■ **RAW RECORDS**
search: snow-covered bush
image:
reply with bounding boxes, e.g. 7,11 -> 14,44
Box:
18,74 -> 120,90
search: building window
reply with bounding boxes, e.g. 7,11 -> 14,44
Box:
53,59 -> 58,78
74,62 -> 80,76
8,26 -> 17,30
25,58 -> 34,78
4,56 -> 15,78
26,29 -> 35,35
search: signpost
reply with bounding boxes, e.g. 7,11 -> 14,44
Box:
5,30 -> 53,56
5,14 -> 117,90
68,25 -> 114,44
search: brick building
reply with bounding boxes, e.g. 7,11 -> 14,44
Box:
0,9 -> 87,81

* * *

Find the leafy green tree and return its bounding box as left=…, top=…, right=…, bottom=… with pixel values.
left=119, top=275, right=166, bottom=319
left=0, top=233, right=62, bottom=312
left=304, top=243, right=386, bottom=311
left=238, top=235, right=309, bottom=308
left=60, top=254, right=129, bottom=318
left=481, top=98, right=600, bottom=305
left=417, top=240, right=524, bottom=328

...

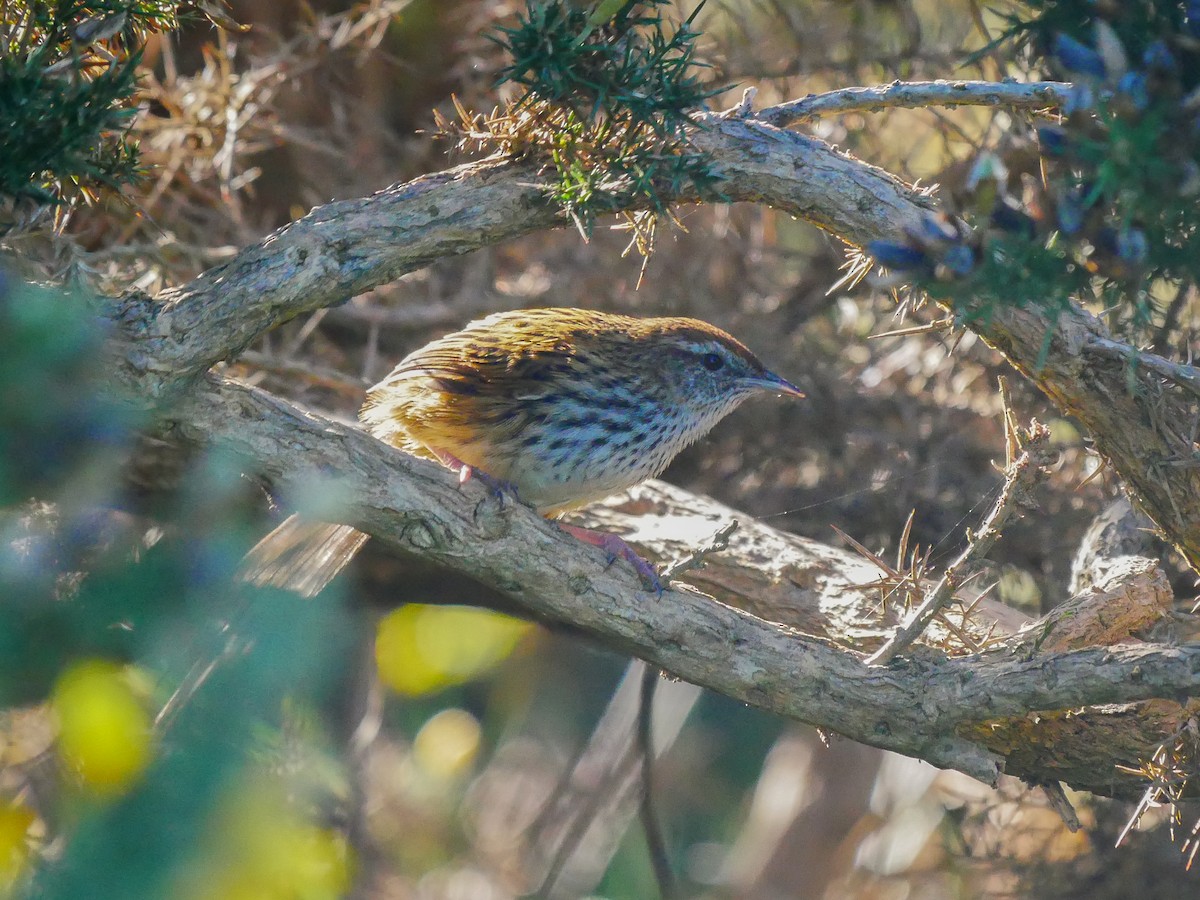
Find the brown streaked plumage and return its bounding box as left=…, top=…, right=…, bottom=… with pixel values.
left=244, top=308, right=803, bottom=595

■ **WRITTEN TASK**
Can you repeat the records from the line with "search: snow-covered bush" to the line with "0,9 -> 87,81", swapping "signpost" for "street sign" and leaving everything else unchanged?

■ **RESPONSE BELOW**
search: snow-covered bush
image:
reply with bounding boxes, e.g. 7,11 -> 14,44
Box:
18,74 -> 120,90
search: building window
reply with bounding boxes, e.g. 7,11 -> 14,44
Box:
53,59 -> 58,78
74,62 -> 80,76
8,26 -> 17,30
25,58 -> 34,78
4,56 -> 15,78
26,29 -> 35,35
search: street sign
reply with bounding boxes, e.g. 7,11 -> 14,44
Box:
5,30 -> 53,56
5,14 -> 117,90
68,25 -> 114,44
search: brick building
reply with bounding boxes, e.g. 7,11 -> 14,44
Box:
0,9 -> 87,81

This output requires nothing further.